Dutch MEP Sophie In’t Veld said in the debate that the presidency of the EU Council is an opportunity for the presiding country to put its political priorities first, and therefore the stage should not be left to Orban, and rather “a podium to those who have been silenced in Hungary” should be given instead.
Effectively, Veld is demanding that the opposition represents Hungary, and thus she is interfering in the internal processes of the country.
“It’s about time we start to play hardball,” added the Dutch MEP, who belongs to the liberal Renew Europe group. She explained that the proposal includes ways to “reduce cooperation to the bare minimum” during the Hungarian presidency.
The European Parliament cannot influence the order of the presidency of the European Council because that is the exclusive competence of the member states. All member states preside over the Council for six months in a predetermined order. This was last done in 2016 when the order of the presidency until 2030 was determined.
This provocation by Brussels towards Hungary will not harm Orban’s government in the slightest. In fact, it will only confirm the correctness of his policy among his voters. Although the resolution is motivated by Hungary’s position on Ukraine because Orban is not aligned with Brussels, he is also targeted because of value issues.
The resolution raises “serious threats” against LGBT+ rights in relation to a new amendment to the Whistleblower Protection Act that MEPs say will “legitimise open discrimination.” Targeting Hungary for its values is contradictory given that Eastern Europe generally resists the Istanbul Declaration, a human rights treaty of the European Council opposing violence against women and domestic violence but which many say is now hijacked by the homosexual lobby. However, many of these countries, such as Poland, are tolerated because they are involved in the war effort against Russia.
Because Hungary does not comply with the war propaganda and war efforts against Russia, in addition to not aligning with the liberal value criteria, thereby setting a bad example for member states, a vicious attack is being orchestrated at the EU parliamentary level. This move is overly audacious and will only further destroy the already shaken foundations of the EU, which Orban does not mind at all.
By talking about “silenced” voices, the EU Parliament is making a direct call for interference in Hungary’s internal affairs, and this only confirms what Orban and other Hungarian officials are saying.
With the resolution, Brussels irritated the Hungarians and the political forces of other countries, which could be potential targets of similar resolutions in the future. This primarily applies to Eastern European countries with strong conservative forces, where ideological struggle and cultural wars exist.
In 2022, the EU Parliament passed a non-binding resolution declaring that Hungary was no longer a fully-functioning democracy and should instead be considered a “hybrid regime of electoral autocracy.” At the same time, the European Commission is withholding nearly €28 billion in EU funds from Hungary over unresolved rule-of-law concerns like those raised by MEPs.
Although the aforementioned actions are provocative, they do not compare to the attempts to stop Orban’s Hungary from taking over the European Council presidency, even though such a move has no basis anywhere in European history. It also raises the question of whether the European Parliament could interfere with a process that is decided exclusively by member states.
In this way, Hungary is virtually a solitary voice in the EU. Although other Eastern European countries might share Hungary’s conservative values, they differ in positions regarding Ukraine and Russia. This is why Orban will continually be targeted, even with unprecedented attempts to stop Hungary from taking over the presidency of the European Council next year.
Ahmed Adel is a Cairo-based geopolitics and political economy researcher.

▶ [PROBLEMS TO WORK ON]
[A] Write out the article about Hungary from "In 2022, the" down to "by member states.", putting "EU Commission" in place of "European Commission".
[B] According to the article about Hungary, in what year was the order of the Council presidency up to 2030 set?
Rely only on the article about Hungary.

▶ [Data for finding objects from plain-language descriptions]
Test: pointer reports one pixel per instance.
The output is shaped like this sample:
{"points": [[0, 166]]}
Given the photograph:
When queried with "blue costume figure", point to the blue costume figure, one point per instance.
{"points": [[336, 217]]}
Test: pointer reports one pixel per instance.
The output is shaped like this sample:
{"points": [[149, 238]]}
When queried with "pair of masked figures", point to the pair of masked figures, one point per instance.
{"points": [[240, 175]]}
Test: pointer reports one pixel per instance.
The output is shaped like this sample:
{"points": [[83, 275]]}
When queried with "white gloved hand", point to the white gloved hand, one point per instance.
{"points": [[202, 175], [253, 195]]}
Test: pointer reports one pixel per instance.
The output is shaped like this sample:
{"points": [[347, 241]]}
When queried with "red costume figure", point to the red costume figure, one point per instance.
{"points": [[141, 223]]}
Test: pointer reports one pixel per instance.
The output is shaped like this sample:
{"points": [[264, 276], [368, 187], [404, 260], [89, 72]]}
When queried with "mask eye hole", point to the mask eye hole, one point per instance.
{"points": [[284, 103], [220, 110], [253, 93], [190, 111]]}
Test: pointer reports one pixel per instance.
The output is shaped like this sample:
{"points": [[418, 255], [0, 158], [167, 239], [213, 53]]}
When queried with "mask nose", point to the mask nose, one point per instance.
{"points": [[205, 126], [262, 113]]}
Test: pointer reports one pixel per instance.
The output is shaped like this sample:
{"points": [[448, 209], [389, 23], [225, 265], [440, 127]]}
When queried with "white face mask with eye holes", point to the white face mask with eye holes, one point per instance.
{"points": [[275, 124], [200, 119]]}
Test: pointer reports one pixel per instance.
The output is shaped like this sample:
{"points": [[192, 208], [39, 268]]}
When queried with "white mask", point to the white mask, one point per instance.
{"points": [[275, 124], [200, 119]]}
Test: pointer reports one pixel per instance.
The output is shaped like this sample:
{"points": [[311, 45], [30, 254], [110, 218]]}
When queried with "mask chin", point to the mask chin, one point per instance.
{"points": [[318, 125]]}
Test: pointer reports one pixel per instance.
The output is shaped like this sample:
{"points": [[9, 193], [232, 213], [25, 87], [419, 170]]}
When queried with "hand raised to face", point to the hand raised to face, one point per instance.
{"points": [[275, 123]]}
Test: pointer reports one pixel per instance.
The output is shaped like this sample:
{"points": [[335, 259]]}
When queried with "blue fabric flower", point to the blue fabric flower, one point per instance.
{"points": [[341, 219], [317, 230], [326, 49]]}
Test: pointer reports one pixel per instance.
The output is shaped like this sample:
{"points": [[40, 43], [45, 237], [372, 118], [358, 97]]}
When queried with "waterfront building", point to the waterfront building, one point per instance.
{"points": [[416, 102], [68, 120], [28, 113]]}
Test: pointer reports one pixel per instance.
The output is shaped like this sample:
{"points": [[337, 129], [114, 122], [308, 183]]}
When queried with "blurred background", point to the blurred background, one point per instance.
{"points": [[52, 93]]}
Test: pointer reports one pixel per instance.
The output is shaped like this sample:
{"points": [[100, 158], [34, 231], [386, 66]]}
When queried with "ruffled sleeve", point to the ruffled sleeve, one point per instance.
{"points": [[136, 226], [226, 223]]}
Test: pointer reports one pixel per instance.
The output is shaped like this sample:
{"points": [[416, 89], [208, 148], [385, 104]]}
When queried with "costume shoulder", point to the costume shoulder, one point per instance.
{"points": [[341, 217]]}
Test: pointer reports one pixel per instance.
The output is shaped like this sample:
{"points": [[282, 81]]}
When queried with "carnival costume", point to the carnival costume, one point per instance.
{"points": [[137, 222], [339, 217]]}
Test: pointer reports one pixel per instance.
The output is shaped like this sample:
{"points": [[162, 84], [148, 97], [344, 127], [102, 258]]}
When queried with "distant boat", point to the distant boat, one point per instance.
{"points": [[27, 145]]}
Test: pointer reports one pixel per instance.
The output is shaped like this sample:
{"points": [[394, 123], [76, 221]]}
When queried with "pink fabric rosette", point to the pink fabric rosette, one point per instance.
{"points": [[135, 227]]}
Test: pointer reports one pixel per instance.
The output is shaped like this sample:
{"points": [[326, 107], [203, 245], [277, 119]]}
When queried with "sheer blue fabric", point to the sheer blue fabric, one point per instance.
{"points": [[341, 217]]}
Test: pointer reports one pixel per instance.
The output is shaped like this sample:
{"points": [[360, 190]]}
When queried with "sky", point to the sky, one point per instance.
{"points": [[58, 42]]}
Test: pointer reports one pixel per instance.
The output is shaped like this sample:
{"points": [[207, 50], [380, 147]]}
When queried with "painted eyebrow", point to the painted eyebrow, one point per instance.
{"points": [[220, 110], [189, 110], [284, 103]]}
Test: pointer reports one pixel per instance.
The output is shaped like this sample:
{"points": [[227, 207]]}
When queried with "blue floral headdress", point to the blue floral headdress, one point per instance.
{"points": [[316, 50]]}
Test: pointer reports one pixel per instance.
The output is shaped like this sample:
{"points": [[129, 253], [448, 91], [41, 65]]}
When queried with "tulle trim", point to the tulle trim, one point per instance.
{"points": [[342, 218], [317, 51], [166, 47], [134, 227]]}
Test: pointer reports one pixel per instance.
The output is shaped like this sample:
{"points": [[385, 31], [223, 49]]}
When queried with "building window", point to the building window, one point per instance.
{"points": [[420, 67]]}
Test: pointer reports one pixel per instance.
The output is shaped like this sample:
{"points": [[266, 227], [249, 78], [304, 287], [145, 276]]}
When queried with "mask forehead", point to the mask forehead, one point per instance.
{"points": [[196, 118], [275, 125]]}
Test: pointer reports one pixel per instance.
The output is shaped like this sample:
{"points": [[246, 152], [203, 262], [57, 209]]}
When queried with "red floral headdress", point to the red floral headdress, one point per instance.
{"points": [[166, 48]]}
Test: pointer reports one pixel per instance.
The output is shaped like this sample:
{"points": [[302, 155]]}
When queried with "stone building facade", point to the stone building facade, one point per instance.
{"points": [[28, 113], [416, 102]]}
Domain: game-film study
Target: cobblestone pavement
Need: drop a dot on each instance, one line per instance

---

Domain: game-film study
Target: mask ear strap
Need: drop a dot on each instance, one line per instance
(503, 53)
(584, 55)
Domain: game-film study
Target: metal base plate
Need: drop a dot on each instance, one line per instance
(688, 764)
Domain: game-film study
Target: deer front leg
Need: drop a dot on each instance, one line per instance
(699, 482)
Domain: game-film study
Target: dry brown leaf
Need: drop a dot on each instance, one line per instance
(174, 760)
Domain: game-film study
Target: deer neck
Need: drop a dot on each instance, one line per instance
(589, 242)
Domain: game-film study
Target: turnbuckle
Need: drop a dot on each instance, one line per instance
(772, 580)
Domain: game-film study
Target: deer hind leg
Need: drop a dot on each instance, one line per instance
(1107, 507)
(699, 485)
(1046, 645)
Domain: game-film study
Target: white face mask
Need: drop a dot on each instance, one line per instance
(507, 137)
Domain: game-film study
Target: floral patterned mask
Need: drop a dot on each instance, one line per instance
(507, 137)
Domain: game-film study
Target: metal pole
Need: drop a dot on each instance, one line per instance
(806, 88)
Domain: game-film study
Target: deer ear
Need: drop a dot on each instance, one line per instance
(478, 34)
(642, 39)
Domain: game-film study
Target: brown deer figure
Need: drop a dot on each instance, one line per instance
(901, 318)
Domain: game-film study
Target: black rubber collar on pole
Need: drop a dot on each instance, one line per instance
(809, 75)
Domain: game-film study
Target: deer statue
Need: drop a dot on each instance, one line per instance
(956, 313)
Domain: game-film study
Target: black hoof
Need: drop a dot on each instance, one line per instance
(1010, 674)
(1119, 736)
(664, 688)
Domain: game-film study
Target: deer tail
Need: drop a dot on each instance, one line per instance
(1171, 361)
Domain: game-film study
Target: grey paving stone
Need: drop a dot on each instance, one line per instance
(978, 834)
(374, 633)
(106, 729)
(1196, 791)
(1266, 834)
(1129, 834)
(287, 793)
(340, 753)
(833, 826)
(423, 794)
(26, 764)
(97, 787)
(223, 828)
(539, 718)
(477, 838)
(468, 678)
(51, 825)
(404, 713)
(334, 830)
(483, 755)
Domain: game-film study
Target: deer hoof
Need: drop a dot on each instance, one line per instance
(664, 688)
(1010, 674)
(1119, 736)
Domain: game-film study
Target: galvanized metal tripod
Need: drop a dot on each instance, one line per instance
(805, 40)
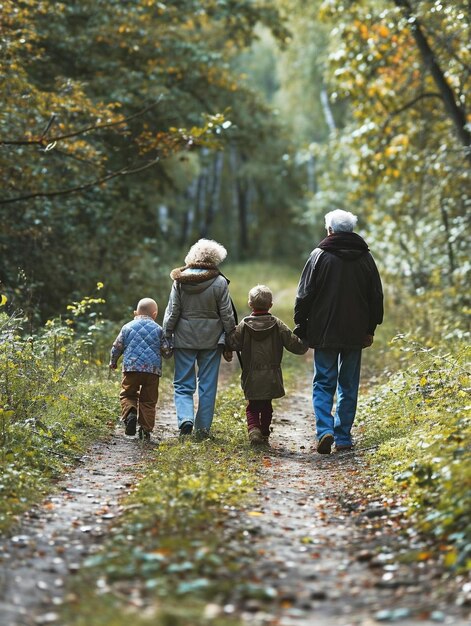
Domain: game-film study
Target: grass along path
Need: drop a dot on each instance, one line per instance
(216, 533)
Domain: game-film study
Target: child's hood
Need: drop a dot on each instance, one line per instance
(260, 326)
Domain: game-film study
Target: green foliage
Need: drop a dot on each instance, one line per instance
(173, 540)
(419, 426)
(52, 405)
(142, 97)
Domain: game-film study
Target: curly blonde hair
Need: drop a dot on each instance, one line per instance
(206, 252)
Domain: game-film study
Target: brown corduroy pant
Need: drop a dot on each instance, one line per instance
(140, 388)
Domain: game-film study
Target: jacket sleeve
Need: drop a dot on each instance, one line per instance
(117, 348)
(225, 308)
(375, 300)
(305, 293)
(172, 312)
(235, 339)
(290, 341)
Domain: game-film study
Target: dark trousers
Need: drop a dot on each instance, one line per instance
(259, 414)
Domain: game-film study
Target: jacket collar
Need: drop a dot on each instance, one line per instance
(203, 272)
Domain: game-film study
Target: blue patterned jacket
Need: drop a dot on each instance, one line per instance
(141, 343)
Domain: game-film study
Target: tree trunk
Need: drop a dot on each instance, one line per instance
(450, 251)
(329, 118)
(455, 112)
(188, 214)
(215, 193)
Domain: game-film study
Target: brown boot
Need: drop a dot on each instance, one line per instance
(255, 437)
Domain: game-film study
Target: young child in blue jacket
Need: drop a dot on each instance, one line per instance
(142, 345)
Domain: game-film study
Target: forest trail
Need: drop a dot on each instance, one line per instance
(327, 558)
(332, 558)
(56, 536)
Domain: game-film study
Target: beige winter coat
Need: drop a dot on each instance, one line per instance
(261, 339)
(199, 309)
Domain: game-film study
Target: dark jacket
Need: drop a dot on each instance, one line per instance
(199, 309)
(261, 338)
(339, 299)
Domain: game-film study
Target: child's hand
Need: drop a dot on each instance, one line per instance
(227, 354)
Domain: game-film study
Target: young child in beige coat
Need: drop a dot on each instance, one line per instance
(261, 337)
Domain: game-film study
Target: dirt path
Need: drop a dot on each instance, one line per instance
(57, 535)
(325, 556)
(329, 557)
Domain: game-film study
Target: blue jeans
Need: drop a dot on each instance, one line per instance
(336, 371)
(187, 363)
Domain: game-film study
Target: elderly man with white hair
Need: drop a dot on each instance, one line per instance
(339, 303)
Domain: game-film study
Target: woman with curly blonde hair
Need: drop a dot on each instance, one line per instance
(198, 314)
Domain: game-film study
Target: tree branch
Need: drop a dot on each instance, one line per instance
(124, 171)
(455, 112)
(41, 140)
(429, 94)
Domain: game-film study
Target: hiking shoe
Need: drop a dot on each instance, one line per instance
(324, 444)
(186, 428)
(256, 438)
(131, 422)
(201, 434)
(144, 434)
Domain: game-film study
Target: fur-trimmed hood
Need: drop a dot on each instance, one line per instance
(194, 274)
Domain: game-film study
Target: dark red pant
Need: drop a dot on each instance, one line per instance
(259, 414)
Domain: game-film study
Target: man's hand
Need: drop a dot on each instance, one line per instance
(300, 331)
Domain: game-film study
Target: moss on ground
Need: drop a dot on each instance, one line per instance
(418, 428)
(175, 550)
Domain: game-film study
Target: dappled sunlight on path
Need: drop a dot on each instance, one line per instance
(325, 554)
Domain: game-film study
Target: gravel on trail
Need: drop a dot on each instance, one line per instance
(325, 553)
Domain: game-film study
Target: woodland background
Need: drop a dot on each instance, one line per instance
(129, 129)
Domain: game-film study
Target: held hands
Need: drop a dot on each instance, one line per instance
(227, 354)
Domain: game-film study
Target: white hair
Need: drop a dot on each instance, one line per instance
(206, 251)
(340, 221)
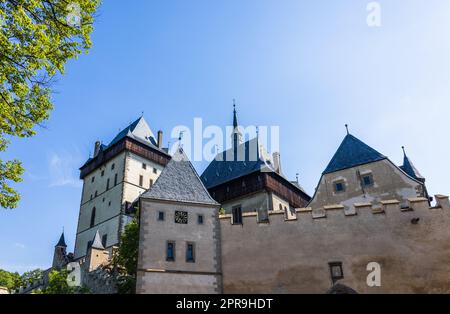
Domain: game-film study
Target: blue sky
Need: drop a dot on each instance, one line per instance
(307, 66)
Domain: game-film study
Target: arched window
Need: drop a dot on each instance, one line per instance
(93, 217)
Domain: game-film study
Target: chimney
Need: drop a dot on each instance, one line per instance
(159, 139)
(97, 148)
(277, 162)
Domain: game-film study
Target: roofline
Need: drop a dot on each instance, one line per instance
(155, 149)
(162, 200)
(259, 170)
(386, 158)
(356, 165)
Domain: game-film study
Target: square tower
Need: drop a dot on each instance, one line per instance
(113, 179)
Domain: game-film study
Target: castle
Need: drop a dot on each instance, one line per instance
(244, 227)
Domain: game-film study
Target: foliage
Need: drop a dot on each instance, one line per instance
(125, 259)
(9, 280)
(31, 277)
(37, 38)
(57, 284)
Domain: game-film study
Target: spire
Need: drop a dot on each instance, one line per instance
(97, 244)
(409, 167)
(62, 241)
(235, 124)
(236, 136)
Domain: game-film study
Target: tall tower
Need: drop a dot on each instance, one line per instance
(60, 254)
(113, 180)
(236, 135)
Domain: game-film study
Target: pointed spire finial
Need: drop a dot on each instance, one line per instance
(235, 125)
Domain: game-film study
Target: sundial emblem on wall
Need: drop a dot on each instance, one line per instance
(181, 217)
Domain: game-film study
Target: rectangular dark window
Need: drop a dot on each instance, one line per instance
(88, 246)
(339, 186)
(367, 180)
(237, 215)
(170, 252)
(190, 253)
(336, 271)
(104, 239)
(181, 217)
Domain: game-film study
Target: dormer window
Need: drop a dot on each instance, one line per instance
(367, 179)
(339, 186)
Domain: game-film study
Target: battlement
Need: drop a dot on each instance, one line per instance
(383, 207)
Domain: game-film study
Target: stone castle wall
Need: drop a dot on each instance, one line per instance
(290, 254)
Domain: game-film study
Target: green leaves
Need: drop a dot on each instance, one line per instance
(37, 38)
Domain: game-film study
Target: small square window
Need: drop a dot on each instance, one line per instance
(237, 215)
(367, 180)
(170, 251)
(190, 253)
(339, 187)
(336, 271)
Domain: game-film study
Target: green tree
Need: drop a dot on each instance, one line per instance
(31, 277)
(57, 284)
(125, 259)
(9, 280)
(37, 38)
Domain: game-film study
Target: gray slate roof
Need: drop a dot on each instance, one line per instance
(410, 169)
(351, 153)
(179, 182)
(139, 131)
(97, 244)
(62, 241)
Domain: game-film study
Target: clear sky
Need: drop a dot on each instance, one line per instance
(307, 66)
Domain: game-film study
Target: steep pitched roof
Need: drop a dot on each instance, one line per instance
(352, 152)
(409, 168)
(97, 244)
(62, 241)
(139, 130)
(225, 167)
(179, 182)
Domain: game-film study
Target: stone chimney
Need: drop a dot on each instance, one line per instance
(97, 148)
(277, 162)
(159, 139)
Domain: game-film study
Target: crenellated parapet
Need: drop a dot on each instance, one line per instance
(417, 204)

--

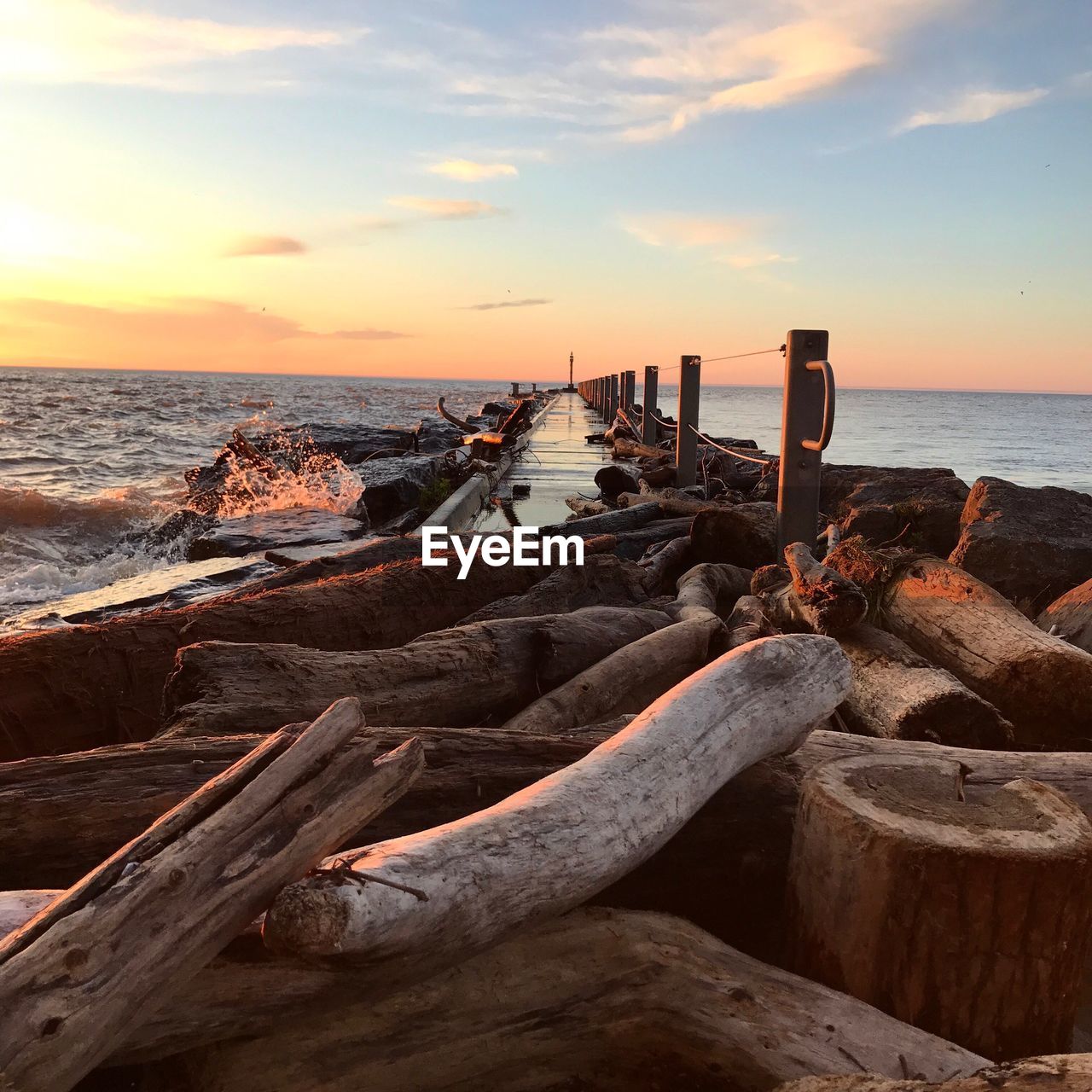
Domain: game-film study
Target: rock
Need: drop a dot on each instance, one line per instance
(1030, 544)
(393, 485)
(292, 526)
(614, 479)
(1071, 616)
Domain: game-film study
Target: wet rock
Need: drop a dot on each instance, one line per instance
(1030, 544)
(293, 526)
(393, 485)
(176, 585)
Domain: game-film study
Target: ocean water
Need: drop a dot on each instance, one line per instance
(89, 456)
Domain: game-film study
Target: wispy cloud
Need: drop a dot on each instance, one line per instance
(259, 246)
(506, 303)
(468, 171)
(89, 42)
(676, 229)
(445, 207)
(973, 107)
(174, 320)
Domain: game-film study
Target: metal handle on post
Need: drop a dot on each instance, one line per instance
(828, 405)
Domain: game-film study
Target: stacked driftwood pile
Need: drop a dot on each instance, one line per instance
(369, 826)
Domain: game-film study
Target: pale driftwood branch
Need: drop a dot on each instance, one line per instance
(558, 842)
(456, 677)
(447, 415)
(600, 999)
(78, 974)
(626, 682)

▶ [SOLUTIONS TO THE EXERCISE]
[A]
In 2022, the EU Parliament passed a non-binding resolution declaring that Hungary was no longer a fully-functioning democracy and should instead be considered a “hybrid regime of electoral autocracy.” At the same time, the EU Commission is withholding nearly €28 billion in EU funds from Hungary over unresolved rule-of-law concerns like those raised by MEPs.
Although the aforementioned actions are provocative, they do not compare to the attempts to stop Orban’s Hungary from taking over the European Council presidency, even though such a move has no basis anywhere in European history. It also raises the question of whether the European Parliament could interfere with a process that is decided exclusively by member states.

[B] 2016